Tasks to complete:
A: In the MIANALYZE passage on multivariate inferences, update the part starting with "However, the reference" and going on through "(Schafer 1997, p. 113).", putting "not stable" in place of "unstable".
B: From the MIANALYZE passage on multivariate inferences, list each distinct source citation with its author, year, and page, counting repeated ones only once.
C: Answer these questions from the MIANALYZE passage on multivariate inferences:
(i) How is the combined point estimate for Q from the multiple imputation obtained?
(ii) What does the quantity r represent?
(iii) For what values of m does the between-imputation covariance matrix B lack full rank?

Text extract:
+++++

The MIANALYZE Procedure

Multivariate Inferences

Multivariate inference based on Wald tests can be done with m imputed data sets. The approach is a generalization of the approach taken in the univariate case (Rubin 1987, p. 137; Schafer 1997, p. 113). Suppose that $\hat{\mb{Q}_ i}$ and $\hat{\mb{W}_ i}$ are the point and covariance matrix estimates for a p-dimensional parameter $\mb{Q}$ (such as a multivariate mean) from the $i\mr{th}$ imputed data set, i = 1, 2, …, m. Then the combined point estimate for $\mb{Q}$ from the multiple imputation is the average of the m complete-data estimates:

$\overline{\mb{Q}} = \frac{1}{m} \sum _{i=1}^{m} \hat{\mb{Q}_ i}$

Suppose that $\overline{\mb{W}}$ is the within-imputation covariance matrix, which is the average of the m complete-data estimates:

$\overline{\mb{W}} = \frac{1}{m} \sum _{i=1}^{m} \hat{\mb{W}_ i}$

And suppose that $\mb{B}$ is the between-imputation covariance matrix:

$\mb{B} = \frac{1}{m-1} \sum _{i=1}^{m} (\hat{\mb{Q}_ i}-\overline{\mb{Q}}) (\hat{\mb{Q}_ i}-\overline{\mb{Q}})’$

Then the covariance matrix associated with $\overline{\mb{Q}}$ is the total covariance matrix

$\mb{T}_{0} = \overline{\mb{W}} + (1+\frac{1}{m})\mb{B}$

The natural multivariate extension of the t statistic used in the univariate case is the F statistic

$F_{0} = (\mb{Q}-\overline{\mb{Q}})’ \mb{T}_{0}^{-1} (\mb{Q}-\overline{\mb{Q}})$

with degrees of freedom p and

$v=(m-1)(1+1/r)^{2}$

where

$r = (1+\frac{1}{m}) \, \mr{trace} (\mb{B} \overline{\mb{W}}^{-1}) / p$

is an average relative increase in variance due to nonresponse (Rubin 1987, p. 137; Schafer 1997, p. 114).

However, the reference distribution of the statistic $F_{0}$ is not easily derived. Especially for small m, the between-imputation covariance matrix $\mb{B}$ is unstable and does not have full rank for $m \le p$ (Schafer 1997, p. 113).

+++++

Record extracts:

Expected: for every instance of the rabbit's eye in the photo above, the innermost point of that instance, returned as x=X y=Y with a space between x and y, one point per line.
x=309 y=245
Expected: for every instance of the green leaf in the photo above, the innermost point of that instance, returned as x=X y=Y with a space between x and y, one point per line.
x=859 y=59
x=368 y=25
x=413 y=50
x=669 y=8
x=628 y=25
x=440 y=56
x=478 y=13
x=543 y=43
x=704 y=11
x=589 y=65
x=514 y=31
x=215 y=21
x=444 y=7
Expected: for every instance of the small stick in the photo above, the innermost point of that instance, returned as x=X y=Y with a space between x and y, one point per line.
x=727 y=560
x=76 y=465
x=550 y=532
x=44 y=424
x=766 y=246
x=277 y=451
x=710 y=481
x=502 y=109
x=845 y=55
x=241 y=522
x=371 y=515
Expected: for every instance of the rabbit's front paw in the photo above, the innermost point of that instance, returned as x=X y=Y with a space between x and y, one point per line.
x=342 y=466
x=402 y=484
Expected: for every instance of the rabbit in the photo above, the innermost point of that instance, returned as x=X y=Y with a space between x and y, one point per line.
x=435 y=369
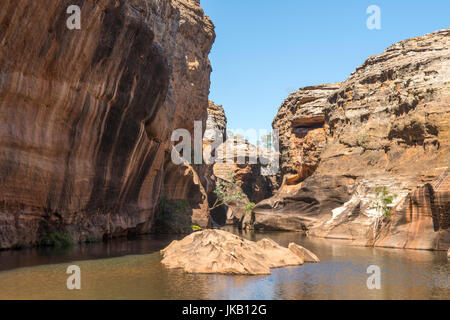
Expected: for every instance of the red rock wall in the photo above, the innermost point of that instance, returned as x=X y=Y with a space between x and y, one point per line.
x=85 y=115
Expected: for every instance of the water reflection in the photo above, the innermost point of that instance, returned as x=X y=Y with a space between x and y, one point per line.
x=341 y=274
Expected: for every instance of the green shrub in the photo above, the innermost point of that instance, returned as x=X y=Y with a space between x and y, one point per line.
x=384 y=199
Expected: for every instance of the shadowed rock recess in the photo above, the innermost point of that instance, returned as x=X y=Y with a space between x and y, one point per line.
x=387 y=125
x=86 y=115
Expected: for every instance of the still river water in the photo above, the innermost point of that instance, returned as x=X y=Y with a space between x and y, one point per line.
x=131 y=269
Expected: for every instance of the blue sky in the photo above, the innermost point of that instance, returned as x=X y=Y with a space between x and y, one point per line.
x=266 y=49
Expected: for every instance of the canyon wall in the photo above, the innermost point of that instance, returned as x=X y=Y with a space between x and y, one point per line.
x=386 y=127
x=86 y=115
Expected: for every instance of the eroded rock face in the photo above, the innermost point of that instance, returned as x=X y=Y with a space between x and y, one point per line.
x=216 y=123
x=86 y=114
x=218 y=251
x=250 y=166
x=387 y=125
x=300 y=121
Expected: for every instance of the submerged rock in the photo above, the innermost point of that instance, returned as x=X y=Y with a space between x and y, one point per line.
x=306 y=255
x=218 y=251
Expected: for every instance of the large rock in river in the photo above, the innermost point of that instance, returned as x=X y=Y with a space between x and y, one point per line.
x=386 y=126
x=218 y=251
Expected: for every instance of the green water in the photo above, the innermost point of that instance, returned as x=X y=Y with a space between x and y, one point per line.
x=341 y=274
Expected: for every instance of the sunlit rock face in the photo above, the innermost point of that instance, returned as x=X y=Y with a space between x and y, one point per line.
x=233 y=157
x=387 y=125
x=300 y=121
x=86 y=115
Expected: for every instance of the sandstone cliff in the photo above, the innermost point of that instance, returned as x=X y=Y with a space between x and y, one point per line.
x=249 y=174
x=86 y=115
x=387 y=125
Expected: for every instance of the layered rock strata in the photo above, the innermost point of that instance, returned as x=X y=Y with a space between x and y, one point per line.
x=386 y=126
x=86 y=115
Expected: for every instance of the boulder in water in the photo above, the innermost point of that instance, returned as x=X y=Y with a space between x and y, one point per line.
x=218 y=251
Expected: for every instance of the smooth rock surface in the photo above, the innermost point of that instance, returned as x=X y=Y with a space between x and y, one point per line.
x=218 y=251
x=86 y=115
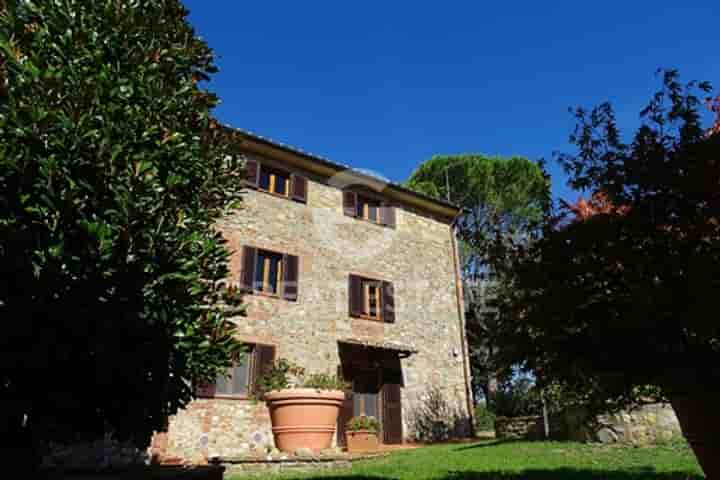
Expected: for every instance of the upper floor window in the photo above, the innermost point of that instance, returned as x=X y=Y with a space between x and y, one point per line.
x=368 y=207
x=240 y=380
x=269 y=273
x=371 y=299
x=276 y=181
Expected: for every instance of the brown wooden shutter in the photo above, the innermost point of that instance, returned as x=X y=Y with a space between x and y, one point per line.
x=346 y=411
x=247 y=274
x=392 y=413
x=205 y=390
x=252 y=171
x=387 y=215
x=264 y=357
x=298 y=188
x=350 y=203
x=290 y=277
x=355 y=295
x=388 y=302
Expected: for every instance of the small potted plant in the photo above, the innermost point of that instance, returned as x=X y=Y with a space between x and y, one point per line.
x=303 y=408
x=362 y=434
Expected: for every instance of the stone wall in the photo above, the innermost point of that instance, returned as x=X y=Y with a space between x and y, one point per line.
x=101 y=454
x=645 y=425
x=519 y=428
x=416 y=256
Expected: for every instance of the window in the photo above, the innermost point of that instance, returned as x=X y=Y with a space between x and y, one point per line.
x=371 y=299
x=237 y=381
x=240 y=380
x=274 y=181
x=268 y=272
x=368 y=209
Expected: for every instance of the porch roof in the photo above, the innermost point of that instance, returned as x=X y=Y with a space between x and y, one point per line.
x=404 y=350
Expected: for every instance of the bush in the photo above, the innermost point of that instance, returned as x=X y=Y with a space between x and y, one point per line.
x=484 y=418
x=517 y=398
x=363 y=422
x=286 y=374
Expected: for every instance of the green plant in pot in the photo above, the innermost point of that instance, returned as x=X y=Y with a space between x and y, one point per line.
x=303 y=407
x=361 y=433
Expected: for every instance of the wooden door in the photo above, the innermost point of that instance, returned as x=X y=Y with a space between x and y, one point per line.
x=392 y=413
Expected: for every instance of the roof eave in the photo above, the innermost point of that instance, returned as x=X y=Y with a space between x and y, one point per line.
x=325 y=167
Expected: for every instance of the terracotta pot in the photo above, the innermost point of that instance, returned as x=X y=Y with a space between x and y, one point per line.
x=362 y=441
x=304 y=417
x=700 y=422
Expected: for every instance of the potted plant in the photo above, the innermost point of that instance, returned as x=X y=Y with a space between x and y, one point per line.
x=361 y=434
x=303 y=408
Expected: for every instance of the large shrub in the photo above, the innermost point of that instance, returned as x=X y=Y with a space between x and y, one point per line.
x=112 y=174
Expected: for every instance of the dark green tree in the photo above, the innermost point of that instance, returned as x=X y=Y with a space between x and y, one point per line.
x=500 y=197
x=620 y=300
x=112 y=174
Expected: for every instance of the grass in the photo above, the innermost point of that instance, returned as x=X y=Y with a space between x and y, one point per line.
x=525 y=461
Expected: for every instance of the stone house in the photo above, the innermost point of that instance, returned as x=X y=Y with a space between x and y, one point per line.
x=343 y=272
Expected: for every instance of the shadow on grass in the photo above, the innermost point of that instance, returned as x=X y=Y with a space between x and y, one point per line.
x=485 y=444
x=575 y=474
x=554 y=474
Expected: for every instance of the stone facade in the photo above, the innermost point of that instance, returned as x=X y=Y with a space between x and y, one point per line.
x=417 y=256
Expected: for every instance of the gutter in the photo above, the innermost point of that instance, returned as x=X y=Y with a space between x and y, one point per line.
x=461 y=325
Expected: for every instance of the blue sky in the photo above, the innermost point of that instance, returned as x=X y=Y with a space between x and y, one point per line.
x=385 y=85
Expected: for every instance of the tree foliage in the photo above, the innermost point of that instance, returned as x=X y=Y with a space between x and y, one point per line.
x=112 y=174
x=613 y=303
x=501 y=198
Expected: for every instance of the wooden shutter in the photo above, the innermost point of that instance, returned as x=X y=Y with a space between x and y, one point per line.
x=387 y=215
x=350 y=203
x=290 y=277
x=298 y=188
x=252 y=171
x=355 y=295
x=263 y=359
x=388 y=302
x=346 y=411
x=392 y=413
x=205 y=390
x=346 y=408
x=247 y=274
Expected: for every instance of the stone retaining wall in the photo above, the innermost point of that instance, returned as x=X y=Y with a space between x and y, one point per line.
x=645 y=425
x=519 y=428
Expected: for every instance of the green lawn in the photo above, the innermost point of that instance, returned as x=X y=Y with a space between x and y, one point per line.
x=527 y=461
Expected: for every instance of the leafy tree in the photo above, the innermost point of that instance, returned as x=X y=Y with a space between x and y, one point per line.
x=620 y=303
x=500 y=197
x=112 y=174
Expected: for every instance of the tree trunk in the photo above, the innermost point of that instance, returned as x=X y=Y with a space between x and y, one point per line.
x=700 y=422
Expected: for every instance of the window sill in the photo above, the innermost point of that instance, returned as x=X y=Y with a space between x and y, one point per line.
x=260 y=293
x=277 y=195
x=228 y=397
x=370 y=319
x=371 y=222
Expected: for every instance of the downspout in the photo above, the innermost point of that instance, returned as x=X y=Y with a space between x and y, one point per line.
x=461 y=325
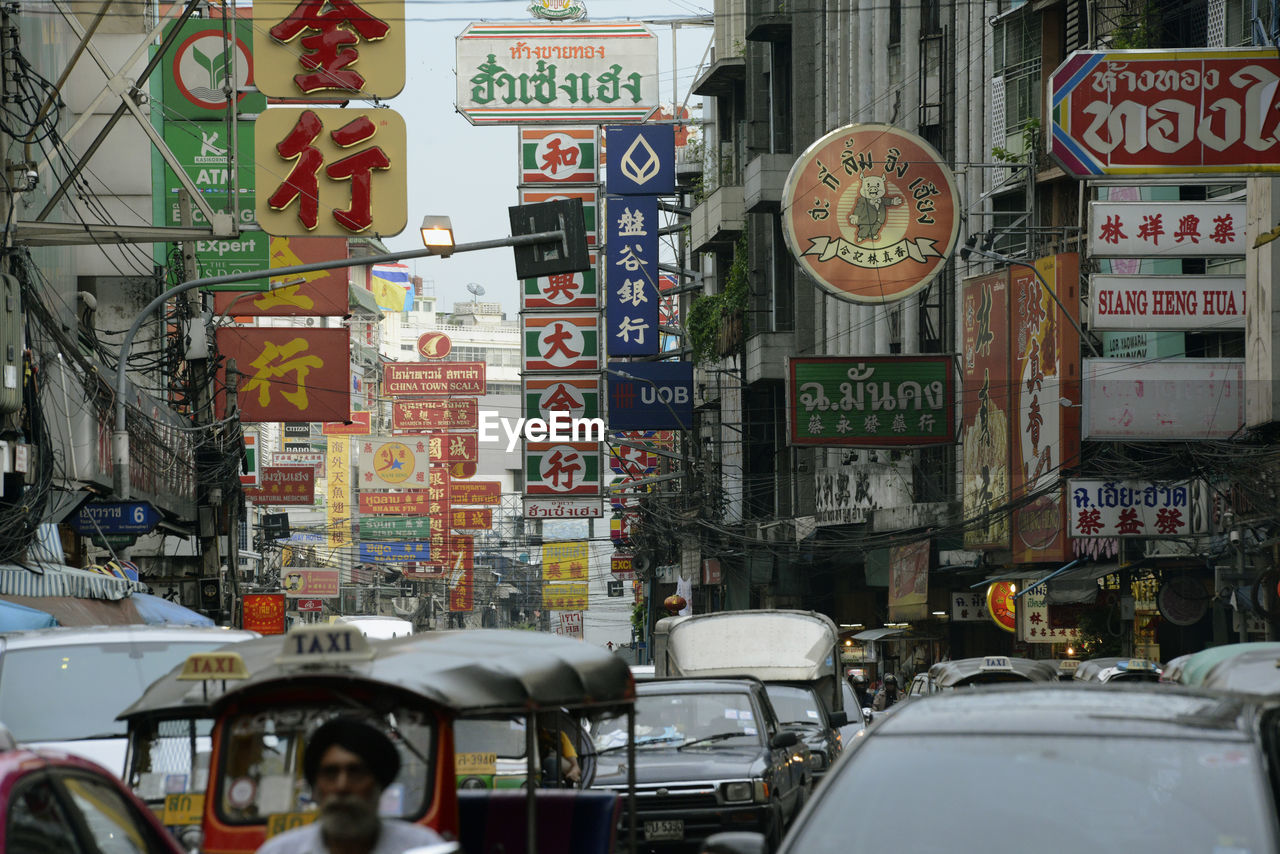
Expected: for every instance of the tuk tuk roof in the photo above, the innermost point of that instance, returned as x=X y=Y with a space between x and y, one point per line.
x=947 y=674
x=1198 y=665
x=470 y=672
x=170 y=697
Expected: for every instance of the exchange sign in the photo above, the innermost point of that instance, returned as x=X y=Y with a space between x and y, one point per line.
x=1188 y=113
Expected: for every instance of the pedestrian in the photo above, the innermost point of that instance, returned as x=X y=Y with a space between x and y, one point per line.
x=887 y=694
x=348 y=763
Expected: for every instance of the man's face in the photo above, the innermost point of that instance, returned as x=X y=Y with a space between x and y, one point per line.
x=343 y=773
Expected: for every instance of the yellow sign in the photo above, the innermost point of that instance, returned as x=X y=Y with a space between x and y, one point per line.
x=279 y=822
x=330 y=173
x=475 y=763
x=350 y=51
x=186 y=808
x=565 y=561
x=565 y=597
x=201 y=666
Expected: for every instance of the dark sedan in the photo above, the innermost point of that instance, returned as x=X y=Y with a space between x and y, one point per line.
x=1132 y=768
x=711 y=756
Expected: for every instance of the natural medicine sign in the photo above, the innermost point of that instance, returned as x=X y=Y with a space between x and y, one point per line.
x=869 y=401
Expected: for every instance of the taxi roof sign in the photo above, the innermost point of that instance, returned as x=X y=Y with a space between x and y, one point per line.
x=324 y=645
x=201 y=666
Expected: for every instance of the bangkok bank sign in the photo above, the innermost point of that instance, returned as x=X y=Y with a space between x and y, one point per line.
x=1188 y=112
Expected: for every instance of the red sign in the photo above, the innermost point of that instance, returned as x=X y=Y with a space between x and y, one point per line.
x=469 y=519
x=263 y=612
x=321 y=292
x=284 y=485
x=411 y=501
x=871 y=213
x=287 y=373
x=1187 y=113
x=442 y=378
x=453 y=447
x=434 y=345
x=476 y=492
x=462 y=412
x=359 y=425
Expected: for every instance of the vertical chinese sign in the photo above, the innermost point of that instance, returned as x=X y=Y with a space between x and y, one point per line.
x=1046 y=435
x=984 y=427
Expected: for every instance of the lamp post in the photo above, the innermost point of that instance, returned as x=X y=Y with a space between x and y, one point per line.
x=437 y=234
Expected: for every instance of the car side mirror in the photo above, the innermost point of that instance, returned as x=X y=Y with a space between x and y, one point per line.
x=786 y=739
x=735 y=843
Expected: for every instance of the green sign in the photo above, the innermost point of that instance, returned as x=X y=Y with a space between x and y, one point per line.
x=375 y=528
x=871 y=401
x=201 y=149
x=193 y=76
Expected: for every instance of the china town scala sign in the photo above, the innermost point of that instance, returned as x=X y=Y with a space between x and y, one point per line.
x=1188 y=112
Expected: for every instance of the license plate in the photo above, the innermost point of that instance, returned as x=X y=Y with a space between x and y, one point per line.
x=663 y=830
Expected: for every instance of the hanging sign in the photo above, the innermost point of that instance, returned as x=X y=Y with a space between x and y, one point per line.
x=871 y=213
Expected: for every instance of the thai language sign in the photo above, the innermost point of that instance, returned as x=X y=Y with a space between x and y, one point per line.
x=1169 y=400
x=592 y=73
x=1129 y=508
x=1198 y=302
x=1187 y=113
x=871 y=401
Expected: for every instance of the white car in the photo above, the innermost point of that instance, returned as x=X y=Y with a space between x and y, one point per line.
x=62 y=688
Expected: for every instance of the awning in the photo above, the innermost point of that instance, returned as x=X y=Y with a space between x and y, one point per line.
x=58 y=580
x=877 y=634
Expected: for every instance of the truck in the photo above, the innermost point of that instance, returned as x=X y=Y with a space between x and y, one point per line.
x=792 y=652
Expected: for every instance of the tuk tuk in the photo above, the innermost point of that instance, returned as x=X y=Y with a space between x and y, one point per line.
x=1118 y=668
x=415 y=688
x=987 y=670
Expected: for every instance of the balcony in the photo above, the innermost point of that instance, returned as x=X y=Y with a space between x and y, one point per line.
x=763 y=181
x=718 y=220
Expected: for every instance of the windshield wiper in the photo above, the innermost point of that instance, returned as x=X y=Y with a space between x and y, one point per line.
x=718 y=736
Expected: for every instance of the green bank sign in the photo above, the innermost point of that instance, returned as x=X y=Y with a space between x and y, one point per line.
x=871 y=401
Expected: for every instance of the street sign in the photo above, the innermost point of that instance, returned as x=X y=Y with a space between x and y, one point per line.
x=1127 y=113
x=117 y=517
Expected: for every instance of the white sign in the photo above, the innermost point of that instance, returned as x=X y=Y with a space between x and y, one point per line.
x=598 y=73
x=1170 y=400
x=570 y=624
x=563 y=508
x=1166 y=229
x=1201 y=302
x=1133 y=508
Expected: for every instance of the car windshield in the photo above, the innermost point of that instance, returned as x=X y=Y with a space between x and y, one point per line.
x=794 y=704
x=60 y=693
x=1123 y=794
x=260 y=771
x=672 y=720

+++++

Results by task:
A:
However, the reference distribution of the statistic $F_{0}$ is not easily derived. Especially for small m, the between-imputation covariance matrix $\mb{B}$ is not stable and does not have full rank for $m \le p$ (Schafer 1997, p. 113).

B:
Rubin 1987, p. 137
Schafer 1997, p. 113
Schafer 1997, p. 114

C:
(i) It is the average of the m complete-data estimates.
(ii) It is an average relative increase in variance due to nonresponse.
(iii) For m ≤ p.